**SUPPLIED TEXT**
○ ○ ○ ○ ○ ○ ○

Nautical charts in any form are specifically intended for the safety of vessels, cargoes, crews and the environment. The official services in accordance with SOLAS Chapter V are provided by the State Hydrographer's Office. There is little if any financial remuneration. Should an incident or accident occur, however, it is possible that the hydrographer could be held liable by commission or omission, in both national and international law. The question ‘Who looks after the interests of the hydrographer?' is easily answered: ‘The hydrographer himself!' Although the hydrographer is usually a state employee and the state would be held liable for any negligence of his office, it would be in his interests to ensure that whatever he and his office are responsible for is correctly undertaken.

 

Advocate P.M. Troop concludes an article on the subject by stating:

"The fact is that allegations of negligence are being levelled at hydrographers in many marine casualties. Although we have escaped so far, the Hydrographic Service must be prepared to defend its actions and standards in court. There is no doubt, in the author's view, that hydrography has become an ultra-hazardous profession and an Hydrographic Service must govern itself accordingly."

 

Regulation 2.2 of Chapter V of the SOLAS defines a nautical chart as follows:

‘Nautical chart or nautical publication is a special-purpose map or book, or a specially compiled database from which such a map or book is derived, that is issued officially by or on the authority of a Government, authorized Hydrographic Office or other relevant government institution and is designed to meet the requirements of marine navigation.'

 

This chart must at all times reflect all the relevant data that could assist with the safe passage of a vessel and it must also indicate clearly and unequivocally any known maritime dangers. The chart, from the time of its compilation through its production stage, storage, issue and use up to the point where it is either discarded or marked ‘Not for navigation', must be corrected and maintained by the holder/user with information supplied by the hydrographer.

○ ○ ○ ○ ○ ○ ○

**SUPPLIED MATERIAL**
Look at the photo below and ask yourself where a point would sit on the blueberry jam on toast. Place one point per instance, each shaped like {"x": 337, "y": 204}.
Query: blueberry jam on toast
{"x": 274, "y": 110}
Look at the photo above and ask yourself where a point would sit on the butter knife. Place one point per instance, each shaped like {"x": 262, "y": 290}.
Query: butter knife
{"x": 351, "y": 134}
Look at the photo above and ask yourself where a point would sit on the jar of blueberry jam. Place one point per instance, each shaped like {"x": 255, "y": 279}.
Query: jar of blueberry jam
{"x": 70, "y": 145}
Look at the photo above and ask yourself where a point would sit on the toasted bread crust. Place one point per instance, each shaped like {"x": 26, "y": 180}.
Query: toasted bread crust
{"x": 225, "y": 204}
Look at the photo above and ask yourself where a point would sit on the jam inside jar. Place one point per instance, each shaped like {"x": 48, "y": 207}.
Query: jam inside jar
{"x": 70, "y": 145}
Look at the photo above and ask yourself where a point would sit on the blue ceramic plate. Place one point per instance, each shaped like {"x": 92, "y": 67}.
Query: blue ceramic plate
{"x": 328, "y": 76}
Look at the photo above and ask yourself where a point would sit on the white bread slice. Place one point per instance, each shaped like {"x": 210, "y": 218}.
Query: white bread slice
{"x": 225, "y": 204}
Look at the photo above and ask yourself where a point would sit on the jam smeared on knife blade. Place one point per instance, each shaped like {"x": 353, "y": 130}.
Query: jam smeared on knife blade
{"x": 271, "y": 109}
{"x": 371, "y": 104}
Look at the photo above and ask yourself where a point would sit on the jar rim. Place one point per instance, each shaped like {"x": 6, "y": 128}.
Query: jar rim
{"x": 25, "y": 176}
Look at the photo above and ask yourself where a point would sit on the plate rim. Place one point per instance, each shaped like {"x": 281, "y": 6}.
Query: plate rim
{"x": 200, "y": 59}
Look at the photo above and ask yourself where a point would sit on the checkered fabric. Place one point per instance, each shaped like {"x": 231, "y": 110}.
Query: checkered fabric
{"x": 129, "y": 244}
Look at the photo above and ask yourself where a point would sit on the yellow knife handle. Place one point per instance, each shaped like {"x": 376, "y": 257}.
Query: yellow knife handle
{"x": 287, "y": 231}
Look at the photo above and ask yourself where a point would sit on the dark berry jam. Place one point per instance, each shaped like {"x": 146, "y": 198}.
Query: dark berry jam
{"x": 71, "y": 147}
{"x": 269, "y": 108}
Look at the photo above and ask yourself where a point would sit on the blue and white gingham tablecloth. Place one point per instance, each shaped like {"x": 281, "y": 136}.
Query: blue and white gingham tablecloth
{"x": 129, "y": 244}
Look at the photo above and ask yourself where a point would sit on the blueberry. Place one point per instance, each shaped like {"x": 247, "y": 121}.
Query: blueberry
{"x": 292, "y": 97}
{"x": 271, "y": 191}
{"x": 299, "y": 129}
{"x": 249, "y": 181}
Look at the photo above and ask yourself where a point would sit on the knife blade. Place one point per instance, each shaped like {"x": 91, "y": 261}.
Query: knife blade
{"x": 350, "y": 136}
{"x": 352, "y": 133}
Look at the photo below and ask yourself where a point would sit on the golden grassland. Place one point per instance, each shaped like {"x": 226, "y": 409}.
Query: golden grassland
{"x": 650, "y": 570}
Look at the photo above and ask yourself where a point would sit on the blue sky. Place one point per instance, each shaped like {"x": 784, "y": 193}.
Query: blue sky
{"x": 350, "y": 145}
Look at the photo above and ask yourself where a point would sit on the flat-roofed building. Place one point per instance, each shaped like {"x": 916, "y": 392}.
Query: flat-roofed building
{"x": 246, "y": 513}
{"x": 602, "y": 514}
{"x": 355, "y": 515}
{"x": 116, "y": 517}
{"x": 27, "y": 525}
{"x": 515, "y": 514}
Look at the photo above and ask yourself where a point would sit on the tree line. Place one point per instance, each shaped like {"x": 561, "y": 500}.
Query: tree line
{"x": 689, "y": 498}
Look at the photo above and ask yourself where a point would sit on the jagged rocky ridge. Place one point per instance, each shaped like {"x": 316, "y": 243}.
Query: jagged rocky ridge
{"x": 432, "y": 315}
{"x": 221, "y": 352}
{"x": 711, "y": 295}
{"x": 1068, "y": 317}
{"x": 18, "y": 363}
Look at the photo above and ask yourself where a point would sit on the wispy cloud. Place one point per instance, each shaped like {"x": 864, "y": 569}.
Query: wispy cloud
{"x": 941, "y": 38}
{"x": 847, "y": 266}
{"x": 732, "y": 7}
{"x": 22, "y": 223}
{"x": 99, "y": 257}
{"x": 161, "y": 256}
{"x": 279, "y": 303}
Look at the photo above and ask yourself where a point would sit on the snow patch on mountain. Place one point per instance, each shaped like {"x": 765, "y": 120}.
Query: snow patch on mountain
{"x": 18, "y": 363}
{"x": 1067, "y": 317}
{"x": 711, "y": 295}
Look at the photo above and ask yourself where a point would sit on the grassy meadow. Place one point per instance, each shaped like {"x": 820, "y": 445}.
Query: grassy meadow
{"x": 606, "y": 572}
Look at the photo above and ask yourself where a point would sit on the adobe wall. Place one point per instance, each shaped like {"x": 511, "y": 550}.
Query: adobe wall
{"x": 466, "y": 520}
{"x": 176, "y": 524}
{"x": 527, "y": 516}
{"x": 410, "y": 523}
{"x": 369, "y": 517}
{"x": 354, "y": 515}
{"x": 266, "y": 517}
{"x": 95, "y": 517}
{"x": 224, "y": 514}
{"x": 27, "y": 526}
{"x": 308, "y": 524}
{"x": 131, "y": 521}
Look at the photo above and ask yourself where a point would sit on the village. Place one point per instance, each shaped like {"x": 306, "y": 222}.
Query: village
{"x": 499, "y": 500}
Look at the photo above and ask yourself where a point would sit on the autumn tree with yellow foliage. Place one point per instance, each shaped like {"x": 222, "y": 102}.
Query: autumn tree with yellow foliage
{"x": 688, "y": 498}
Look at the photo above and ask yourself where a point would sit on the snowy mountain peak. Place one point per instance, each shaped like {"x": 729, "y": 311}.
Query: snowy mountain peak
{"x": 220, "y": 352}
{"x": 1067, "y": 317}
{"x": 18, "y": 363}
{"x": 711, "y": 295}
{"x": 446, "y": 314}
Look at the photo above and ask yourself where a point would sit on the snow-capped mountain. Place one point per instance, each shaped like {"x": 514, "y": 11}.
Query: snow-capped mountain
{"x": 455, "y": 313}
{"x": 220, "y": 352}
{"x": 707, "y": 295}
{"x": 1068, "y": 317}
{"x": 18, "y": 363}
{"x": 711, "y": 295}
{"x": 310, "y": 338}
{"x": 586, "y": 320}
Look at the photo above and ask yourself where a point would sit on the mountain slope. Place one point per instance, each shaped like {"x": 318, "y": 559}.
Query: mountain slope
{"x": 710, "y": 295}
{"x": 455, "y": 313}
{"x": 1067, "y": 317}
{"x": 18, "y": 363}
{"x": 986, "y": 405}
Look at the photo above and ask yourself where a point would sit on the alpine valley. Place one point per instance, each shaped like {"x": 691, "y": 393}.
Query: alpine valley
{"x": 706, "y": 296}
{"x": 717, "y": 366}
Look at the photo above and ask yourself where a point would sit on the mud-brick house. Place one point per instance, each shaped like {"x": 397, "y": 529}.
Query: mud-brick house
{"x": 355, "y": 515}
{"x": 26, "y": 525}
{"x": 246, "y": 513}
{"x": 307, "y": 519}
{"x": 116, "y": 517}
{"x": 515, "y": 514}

○ ○ ○ ○ ○ ○ ○

**DO THIS**
Continue the passage on nautical charts and the hydrographer's liability from its last sentence.

**ANSWER FOR THE TASK**
 

Fault found in the actions of a state hydrographer will normally revolve around negligence usually as a result of incorrect information being displayed or the latest information not being displayed on the chart or passed to the user. The hydrographers' failure to pass on important information in a timely manner could be considered a negligent omission.

 

With the advent of the electronic nautical chart and with commercial enterprises supplying their own versions, usually based on information obtained from the various Hydrographer's Offices, the hydrographer should be very conscious of what actions of the vendor, if any, could be attributed to them as a responsibility - in part or in total. While the vendor might find himself facing ‘products liability' or ‘strict liability' as a result of defective products, the best assurance that a hydrographer can have is to ensure that the standard of the work of his hydrographers and his Hydrographic Office is beyond reproach and that the passing of vital information to all relevant parties is done accurately, speedily and in the accepted manner. Failure to do any of these could result in unfortunate loss of life, vessels and cargo, and the possibility of the hydrographer being found negligent in law.